[Start of Material supplied]

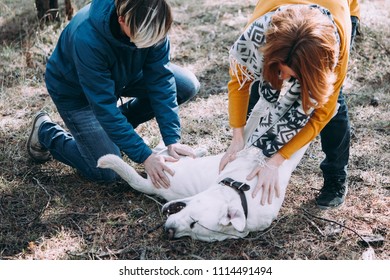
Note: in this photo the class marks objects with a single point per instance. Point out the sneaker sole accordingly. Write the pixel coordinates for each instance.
(28, 144)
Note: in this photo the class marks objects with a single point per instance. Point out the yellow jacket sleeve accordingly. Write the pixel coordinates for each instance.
(239, 97)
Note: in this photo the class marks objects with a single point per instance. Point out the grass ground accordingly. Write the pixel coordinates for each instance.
(48, 212)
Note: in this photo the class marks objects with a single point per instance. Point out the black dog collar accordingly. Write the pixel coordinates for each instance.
(240, 188)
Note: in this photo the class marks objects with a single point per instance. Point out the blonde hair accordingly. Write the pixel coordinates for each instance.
(303, 39)
(149, 20)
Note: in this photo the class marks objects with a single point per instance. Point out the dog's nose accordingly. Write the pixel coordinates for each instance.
(170, 232)
(173, 208)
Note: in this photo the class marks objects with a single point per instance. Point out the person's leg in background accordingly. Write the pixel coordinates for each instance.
(335, 141)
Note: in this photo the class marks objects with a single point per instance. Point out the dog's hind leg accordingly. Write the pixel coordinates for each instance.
(127, 173)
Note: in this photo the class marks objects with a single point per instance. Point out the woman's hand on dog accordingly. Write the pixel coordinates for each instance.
(176, 150)
(155, 167)
(267, 179)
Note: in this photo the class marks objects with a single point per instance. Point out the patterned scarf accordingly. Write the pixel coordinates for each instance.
(277, 117)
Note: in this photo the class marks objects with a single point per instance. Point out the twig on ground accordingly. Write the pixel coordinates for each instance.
(341, 225)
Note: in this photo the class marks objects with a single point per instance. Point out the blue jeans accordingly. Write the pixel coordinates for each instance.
(87, 141)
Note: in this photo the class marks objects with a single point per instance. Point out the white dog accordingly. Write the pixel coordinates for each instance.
(207, 205)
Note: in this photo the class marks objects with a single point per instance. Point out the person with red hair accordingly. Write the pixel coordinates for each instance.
(288, 67)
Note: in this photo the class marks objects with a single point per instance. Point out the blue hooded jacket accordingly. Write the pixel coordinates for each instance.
(92, 67)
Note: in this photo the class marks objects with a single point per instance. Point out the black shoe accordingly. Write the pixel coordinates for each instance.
(34, 148)
(332, 194)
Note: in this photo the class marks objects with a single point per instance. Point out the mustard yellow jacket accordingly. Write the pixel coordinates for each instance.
(341, 11)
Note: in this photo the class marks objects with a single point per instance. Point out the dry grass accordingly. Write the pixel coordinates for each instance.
(48, 212)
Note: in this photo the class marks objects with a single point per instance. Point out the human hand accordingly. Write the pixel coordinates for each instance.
(176, 150)
(267, 182)
(267, 178)
(236, 146)
(155, 167)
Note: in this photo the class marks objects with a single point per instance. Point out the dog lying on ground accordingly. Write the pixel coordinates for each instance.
(206, 205)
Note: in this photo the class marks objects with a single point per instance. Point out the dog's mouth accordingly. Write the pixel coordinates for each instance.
(173, 208)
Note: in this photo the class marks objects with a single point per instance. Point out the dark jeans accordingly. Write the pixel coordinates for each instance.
(87, 141)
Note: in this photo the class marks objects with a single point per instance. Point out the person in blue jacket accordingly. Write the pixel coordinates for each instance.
(113, 49)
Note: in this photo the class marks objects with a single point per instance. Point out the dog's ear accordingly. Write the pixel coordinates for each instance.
(236, 217)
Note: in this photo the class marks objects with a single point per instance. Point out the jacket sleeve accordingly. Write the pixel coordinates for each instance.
(99, 88)
(161, 88)
(238, 101)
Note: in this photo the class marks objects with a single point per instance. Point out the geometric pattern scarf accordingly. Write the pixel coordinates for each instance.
(277, 117)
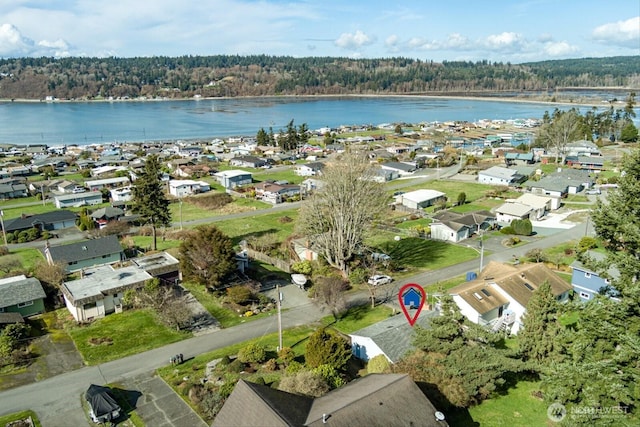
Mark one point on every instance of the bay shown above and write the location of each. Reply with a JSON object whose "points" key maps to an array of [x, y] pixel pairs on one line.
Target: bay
{"points": [[57, 123]]}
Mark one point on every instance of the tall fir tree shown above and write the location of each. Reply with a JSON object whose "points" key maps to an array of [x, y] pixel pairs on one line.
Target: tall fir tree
{"points": [[539, 339], [149, 198]]}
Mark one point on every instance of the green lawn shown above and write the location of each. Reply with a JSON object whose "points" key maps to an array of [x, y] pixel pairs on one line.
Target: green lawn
{"points": [[122, 334], [6, 419], [518, 408]]}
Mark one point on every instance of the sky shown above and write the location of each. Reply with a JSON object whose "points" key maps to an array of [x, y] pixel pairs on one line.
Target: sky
{"points": [[513, 31]]}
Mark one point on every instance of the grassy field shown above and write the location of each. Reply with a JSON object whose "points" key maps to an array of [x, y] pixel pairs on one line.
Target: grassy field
{"points": [[517, 408], [6, 419], [114, 337]]}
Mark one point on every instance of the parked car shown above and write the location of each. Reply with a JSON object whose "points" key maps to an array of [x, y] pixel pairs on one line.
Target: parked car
{"points": [[379, 279]]}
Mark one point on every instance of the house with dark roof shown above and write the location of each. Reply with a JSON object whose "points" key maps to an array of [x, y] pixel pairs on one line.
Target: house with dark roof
{"points": [[373, 400], [21, 294], [587, 283], [391, 337], [499, 297], [454, 227], [85, 254], [54, 220]]}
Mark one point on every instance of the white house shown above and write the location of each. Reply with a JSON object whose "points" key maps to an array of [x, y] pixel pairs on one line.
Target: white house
{"points": [[497, 175], [123, 194], [420, 199], [187, 187], [509, 211], [99, 184], [499, 297], [100, 291]]}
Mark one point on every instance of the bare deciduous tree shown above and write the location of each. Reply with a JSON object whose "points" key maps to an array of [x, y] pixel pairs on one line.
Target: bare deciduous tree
{"points": [[337, 217]]}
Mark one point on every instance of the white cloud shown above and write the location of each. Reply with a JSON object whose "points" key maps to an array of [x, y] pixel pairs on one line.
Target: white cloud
{"points": [[13, 43], [559, 49], [354, 41], [622, 33]]}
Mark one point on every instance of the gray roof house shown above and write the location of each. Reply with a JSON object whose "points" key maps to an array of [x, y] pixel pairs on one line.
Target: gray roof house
{"points": [[391, 337], [373, 400], [21, 294], [85, 254]]}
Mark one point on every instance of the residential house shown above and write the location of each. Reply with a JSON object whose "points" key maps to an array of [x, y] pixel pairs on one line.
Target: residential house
{"points": [[187, 187], [100, 291], [509, 211], [99, 184], [588, 283], [79, 199], [539, 205], [85, 254], [309, 169], [420, 199], [582, 148], [585, 162], [13, 191], [272, 192], [499, 297], [54, 220], [373, 400], [497, 175], [247, 162], [21, 294], [401, 168], [454, 227], [234, 178], [391, 337], [123, 194], [560, 184]]}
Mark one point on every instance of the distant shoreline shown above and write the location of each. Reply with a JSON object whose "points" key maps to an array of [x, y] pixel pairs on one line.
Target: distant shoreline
{"points": [[498, 98]]}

[End of Material supplied]

Turn the records, the stretch from the line containing "Mark one point on every instance of the gray" through the end of the records, into a two-column CSV with the headers input and output, giving one row for each text and the answer that follows it. Put each value in a single quoted field, and replace any line breaks with spaces.

input,output
"Mark one point on every instance of the gray roof house shown above and write the location of each. Reply with a JSON object whose ""points"" key maps to an array of [x, y] pixel pairs on one line. Target: gray roof house","{""points"": [[391, 337], [373, 400], [21, 294], [85, 254]]}"
"Mark one point on every instance of the residential house shown above and write the location of each. Reply with a JSON object whose ""points"" key maps to an array of [x, y] pixel pairs on one line. Target: residential house","{""points"": [[187, 187], [100, 291], [509, 211], [99, 184], [588, 283], [79, 199], [539, 205], [85, 254], [309, 169], [420, 199], [582, 148], [585, 162], [13, 191], [272, 192], [499, 297], [54, 220], [373, 400], [497, 175], [247, 162], [21, 294], [401, 168], [454, 227], [234, 178], [391, 337], [123, 194], [560, 184]]}"
"Mark one point on every instance of the distant shoreline shown above and write the location of each. Reply with a JSON object whose ""points"" key maps to an array of [x, y] pixel pairs on one line. Target: distant shoreline","{""points"": [[498, 98]]}"